YOUR TASK: Only lines with the string "stack" should be returned from the data below.

Image-backed grounding data:
━━━━━━━━━━━━━━━━━━━━━━━━━━━━━━

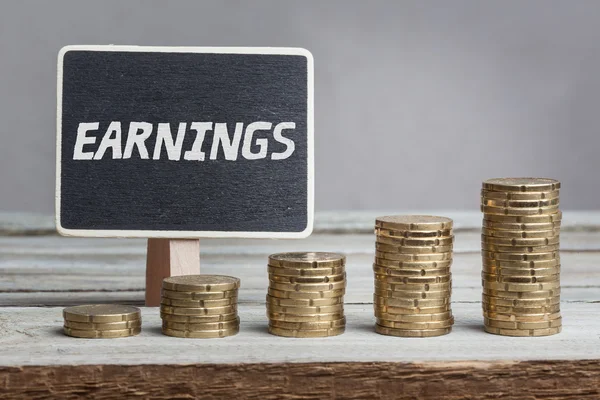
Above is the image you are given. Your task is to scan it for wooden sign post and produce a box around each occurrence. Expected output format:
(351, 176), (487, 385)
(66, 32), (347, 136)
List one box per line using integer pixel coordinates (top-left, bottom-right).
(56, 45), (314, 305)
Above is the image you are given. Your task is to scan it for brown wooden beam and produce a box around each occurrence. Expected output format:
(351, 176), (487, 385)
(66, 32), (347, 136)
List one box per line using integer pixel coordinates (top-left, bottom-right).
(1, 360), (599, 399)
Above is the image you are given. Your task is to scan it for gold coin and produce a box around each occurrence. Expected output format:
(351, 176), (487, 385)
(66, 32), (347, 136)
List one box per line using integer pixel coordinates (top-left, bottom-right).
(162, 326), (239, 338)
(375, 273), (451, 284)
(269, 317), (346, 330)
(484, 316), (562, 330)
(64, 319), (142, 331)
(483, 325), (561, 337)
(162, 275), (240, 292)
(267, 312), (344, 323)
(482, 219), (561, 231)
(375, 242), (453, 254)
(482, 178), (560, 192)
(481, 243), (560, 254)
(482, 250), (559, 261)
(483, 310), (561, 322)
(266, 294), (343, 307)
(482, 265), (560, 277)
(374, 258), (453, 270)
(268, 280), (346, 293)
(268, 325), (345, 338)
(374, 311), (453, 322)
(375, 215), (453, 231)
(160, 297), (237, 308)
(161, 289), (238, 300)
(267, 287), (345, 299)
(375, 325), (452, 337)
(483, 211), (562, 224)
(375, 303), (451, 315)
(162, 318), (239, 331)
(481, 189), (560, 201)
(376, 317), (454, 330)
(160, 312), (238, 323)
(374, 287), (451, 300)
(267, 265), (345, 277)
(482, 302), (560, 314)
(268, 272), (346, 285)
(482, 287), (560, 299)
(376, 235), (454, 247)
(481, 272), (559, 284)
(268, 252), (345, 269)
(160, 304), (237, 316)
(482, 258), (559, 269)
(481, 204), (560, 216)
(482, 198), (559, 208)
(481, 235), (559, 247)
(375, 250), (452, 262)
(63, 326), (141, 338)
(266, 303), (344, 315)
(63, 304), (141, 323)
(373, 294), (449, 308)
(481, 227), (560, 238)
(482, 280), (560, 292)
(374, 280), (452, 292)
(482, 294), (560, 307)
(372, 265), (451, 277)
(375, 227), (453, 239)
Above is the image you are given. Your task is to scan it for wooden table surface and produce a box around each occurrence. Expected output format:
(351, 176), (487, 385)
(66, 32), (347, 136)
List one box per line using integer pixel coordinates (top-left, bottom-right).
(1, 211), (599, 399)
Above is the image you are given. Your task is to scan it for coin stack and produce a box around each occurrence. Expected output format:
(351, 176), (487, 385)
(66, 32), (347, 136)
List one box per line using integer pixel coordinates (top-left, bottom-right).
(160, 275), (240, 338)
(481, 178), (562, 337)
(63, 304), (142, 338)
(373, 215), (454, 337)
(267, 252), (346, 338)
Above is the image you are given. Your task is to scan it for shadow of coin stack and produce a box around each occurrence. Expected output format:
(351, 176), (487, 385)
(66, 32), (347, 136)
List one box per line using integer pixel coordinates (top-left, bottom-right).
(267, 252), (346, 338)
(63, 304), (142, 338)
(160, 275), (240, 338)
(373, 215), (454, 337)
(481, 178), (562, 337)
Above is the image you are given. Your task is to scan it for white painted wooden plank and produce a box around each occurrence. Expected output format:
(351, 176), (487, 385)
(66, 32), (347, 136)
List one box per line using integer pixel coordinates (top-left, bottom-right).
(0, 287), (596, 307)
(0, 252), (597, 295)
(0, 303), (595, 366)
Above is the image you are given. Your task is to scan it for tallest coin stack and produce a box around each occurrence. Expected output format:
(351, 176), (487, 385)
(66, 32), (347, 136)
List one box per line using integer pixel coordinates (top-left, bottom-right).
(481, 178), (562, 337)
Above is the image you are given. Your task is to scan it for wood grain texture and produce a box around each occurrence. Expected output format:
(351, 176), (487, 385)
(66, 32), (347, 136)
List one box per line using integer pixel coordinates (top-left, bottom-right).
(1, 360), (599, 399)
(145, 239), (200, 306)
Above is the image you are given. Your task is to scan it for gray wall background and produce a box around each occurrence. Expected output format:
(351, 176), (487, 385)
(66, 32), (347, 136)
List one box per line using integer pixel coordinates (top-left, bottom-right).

━━━━━━━━━━━━━━━━━━━━━━━━━━━━━━

RESPONSE:
Above is the image you are given. Your task is to scan it for coin stack and produce a box around each occurrence. Expected output format:
Above is the image you are given. Your task is to scan it for shadow of coin stack and produce a box around each occurrence. Expected output format:
Above is the image you are given. Your task is to scan it for tallest coin stack and produce a box around each occurrence. Expected output format:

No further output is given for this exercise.